SHORT PROBLEM:
Copy out the lines below again without any change, starting at the line containing "Target: sandstone column" and ending at the line containing "202), (353, 201)]", both included.
□ □ □ □ □
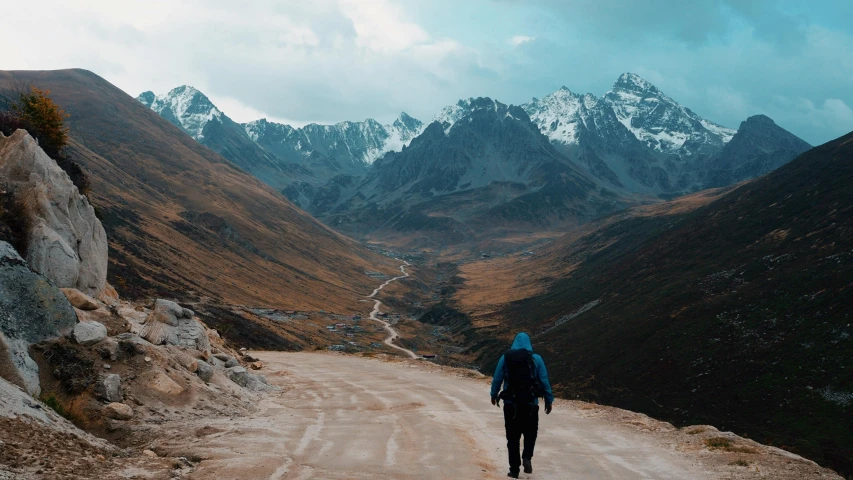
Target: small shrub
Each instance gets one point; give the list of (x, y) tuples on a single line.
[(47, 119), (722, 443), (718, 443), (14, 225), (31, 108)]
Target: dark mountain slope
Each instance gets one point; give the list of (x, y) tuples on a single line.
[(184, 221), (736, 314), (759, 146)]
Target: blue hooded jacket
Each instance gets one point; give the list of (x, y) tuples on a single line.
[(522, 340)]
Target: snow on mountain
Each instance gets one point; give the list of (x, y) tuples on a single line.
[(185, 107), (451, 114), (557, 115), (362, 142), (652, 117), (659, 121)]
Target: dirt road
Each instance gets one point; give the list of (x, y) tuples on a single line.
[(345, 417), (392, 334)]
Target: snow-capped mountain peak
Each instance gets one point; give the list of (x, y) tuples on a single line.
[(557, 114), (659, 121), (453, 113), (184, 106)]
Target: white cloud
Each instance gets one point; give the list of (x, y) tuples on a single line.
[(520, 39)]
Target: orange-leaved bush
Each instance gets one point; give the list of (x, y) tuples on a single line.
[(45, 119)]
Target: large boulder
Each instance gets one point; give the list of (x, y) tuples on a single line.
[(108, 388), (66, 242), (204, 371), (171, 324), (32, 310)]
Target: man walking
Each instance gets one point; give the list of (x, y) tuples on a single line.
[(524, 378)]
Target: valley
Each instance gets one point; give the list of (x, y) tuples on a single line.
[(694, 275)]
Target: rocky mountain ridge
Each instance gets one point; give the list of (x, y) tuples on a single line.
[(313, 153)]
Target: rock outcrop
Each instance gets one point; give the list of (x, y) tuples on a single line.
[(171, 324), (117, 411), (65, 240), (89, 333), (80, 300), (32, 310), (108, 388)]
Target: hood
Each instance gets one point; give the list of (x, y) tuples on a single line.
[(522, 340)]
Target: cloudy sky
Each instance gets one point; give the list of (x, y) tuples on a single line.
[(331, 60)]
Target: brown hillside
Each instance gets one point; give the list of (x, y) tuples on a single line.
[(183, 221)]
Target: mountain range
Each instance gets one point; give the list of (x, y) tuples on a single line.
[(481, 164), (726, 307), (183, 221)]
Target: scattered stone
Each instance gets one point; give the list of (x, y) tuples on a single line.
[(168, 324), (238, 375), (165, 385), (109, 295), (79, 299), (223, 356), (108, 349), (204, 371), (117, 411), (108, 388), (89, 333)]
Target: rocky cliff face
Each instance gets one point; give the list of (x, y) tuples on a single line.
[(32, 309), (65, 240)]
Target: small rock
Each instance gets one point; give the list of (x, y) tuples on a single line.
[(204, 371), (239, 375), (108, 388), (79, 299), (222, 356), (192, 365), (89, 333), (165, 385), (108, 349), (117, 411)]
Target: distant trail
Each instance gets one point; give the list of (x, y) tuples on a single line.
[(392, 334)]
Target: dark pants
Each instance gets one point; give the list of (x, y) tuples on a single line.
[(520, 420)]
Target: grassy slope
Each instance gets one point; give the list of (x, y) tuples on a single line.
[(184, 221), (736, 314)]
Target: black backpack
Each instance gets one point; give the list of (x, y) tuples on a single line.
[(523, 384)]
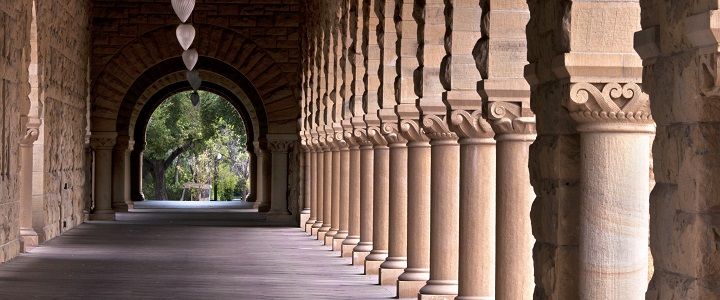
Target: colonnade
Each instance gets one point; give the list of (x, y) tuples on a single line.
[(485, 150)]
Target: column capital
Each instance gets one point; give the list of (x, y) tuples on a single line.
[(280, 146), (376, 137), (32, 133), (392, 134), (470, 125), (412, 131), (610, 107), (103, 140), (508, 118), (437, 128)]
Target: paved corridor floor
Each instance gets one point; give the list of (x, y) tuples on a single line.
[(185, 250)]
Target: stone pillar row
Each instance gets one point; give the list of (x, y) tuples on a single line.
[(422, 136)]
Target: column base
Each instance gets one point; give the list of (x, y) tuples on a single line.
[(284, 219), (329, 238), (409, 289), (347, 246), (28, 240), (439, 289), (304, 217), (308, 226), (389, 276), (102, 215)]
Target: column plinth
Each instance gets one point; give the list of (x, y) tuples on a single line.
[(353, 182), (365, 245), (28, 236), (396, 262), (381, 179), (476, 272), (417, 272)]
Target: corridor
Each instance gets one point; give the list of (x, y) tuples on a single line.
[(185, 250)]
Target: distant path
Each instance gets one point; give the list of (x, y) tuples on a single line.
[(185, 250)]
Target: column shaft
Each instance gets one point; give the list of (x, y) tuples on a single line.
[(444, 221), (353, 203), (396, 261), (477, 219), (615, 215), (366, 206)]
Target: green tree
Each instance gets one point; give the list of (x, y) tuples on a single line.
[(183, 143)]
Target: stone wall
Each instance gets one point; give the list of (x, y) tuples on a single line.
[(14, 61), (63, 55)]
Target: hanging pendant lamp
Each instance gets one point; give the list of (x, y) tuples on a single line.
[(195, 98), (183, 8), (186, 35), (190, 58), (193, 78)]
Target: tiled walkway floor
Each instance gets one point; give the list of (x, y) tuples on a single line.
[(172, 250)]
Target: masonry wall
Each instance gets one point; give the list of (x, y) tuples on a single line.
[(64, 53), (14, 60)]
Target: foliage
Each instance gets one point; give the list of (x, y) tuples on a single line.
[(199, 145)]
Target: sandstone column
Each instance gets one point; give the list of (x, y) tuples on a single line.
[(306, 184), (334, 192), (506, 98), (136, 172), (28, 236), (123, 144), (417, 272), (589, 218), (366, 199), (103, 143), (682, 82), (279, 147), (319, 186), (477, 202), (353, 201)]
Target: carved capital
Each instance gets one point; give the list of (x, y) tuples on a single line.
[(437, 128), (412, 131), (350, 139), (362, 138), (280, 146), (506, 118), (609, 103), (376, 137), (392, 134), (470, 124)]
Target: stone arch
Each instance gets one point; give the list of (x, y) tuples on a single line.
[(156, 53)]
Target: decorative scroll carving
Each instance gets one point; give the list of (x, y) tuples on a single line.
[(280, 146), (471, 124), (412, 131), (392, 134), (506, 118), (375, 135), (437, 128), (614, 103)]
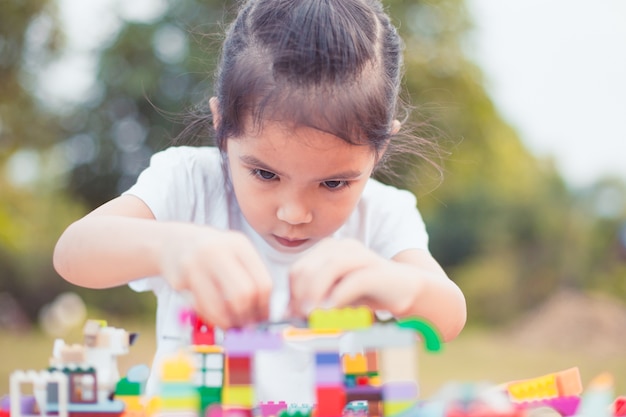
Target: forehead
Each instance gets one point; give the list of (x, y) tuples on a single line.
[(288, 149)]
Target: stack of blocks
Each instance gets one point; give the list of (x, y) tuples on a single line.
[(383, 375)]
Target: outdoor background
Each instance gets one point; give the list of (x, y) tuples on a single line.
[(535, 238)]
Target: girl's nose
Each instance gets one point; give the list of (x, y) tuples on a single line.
□ □ □ □ □
PROBLEM SOLUTION:
Target: sandstone column
Each instance gets one point; give the list of (x, y) tuples on a single line.
[(306, 184), (334, 192), (506, 98), (136, 172), (28, 236), (123, 144), (417, 272), (589, 218), (366, 199), (103, 143), (682, 82), (279, 147), (319, 186), (477, 202), (353, 201)]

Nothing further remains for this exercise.